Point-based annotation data
+-------+

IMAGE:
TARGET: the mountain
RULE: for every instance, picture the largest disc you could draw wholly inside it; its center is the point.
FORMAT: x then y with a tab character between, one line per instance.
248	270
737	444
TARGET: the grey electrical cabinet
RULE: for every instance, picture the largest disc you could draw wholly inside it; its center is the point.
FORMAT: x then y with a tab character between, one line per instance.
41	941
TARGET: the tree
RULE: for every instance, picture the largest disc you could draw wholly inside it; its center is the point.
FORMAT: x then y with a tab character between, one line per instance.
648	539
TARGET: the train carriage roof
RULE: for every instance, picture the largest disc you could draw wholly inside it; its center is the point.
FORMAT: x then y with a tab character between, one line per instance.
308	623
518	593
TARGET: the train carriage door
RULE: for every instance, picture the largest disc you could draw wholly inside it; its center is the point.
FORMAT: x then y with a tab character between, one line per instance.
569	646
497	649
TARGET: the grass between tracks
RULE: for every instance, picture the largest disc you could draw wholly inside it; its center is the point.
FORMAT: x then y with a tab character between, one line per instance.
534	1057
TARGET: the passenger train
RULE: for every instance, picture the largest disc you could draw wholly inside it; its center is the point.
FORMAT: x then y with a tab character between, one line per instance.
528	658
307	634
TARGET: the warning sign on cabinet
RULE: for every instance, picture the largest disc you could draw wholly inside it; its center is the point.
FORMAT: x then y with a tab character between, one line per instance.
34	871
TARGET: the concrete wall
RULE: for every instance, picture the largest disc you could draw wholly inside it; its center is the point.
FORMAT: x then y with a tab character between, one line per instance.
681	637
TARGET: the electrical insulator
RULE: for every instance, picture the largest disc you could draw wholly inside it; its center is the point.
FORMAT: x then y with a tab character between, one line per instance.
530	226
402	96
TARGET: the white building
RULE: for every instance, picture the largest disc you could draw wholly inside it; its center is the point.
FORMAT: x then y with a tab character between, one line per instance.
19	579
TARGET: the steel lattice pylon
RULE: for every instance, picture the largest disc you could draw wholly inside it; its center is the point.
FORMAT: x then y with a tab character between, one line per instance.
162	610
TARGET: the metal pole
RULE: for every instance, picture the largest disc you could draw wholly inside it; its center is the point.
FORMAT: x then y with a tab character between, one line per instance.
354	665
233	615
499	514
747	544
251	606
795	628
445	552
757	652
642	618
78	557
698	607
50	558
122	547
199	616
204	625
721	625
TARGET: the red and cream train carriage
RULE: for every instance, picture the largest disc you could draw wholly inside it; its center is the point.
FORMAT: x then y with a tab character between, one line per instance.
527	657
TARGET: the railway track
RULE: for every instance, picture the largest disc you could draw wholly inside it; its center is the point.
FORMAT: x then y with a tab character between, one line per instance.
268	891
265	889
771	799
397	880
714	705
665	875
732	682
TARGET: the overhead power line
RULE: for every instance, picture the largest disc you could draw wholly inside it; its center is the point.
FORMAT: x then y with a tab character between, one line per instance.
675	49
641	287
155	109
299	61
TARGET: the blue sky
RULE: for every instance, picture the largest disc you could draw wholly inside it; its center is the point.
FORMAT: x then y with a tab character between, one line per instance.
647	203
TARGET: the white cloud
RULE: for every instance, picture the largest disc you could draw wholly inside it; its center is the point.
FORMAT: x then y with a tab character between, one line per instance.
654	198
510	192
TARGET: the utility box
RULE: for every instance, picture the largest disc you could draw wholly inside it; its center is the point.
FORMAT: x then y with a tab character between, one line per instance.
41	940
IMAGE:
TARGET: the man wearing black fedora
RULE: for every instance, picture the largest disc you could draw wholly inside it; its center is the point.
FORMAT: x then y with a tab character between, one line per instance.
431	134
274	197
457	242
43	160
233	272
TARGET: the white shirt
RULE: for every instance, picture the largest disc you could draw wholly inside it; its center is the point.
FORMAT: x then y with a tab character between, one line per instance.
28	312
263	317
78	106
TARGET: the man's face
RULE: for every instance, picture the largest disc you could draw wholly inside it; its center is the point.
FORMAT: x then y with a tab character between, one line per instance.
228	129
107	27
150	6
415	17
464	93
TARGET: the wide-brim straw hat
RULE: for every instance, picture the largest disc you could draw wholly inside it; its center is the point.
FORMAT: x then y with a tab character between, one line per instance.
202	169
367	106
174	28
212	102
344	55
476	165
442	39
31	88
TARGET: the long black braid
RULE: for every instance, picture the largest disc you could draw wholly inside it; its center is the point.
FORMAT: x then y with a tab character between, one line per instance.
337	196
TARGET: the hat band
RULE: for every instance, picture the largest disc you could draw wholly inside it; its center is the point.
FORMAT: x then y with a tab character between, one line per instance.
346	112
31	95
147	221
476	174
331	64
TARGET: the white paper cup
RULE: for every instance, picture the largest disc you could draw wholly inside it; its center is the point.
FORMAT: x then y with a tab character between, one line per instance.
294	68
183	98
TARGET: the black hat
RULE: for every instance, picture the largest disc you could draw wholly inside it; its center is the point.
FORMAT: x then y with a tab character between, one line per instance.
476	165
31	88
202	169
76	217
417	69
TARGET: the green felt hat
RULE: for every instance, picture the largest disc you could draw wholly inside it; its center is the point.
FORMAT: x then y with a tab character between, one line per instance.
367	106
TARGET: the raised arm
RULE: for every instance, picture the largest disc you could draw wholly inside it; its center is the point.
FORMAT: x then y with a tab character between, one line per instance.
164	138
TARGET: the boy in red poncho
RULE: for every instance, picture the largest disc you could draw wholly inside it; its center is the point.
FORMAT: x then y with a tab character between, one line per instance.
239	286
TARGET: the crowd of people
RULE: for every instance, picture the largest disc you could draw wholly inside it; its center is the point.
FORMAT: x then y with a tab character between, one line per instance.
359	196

+-------+

» AIM:
Copy exactly the line containing "TARGET: the white paper cup" and every line after it, ending with the last line of the records above.

» RESPONSE TO THE EXERCISE:
TARGET: the white paper cup
RULE: for every instance, picture the largest disc you could draw wholly inside it; its center is the point.
FORMAT: x then y with a tab character between, one line per instance.
294	68
183	98
TARGET: the black hat
RULE: for every instance, picture the largest disc you could draw wholly inside it; its center is the point.
FORMAT: x then y with a tab character between, one line per instance.
476	165
31	88
202	169
76	217
417	69
TARGET: the green felt hat
RULE: for every instance, picture the largest disc you could draw wholly inside it; its center is the point.
FORMAT: x then y with a tab character between, one line per instance.
367	106
TARGET: the raised arm
RULE: for every instance, picture the largest disc you could draw wholly inside it; its center is the point.
FORMAT: x then y with a tab character between, one line per instance.
164	138
TARGET: the boy in red poncho
RULE: for every instance, picture the largest disc you could draw wholly inside it; its center is the point.
FORMAT: x then y with a tab character between, one line per instance.
239	286
TARGET: the crowd of people
RULE: for every instance, picture the largest disc you could draw wholly inside it; its center is the point.
FORMAT: x then y with a tab character between, one line per instance.
359	196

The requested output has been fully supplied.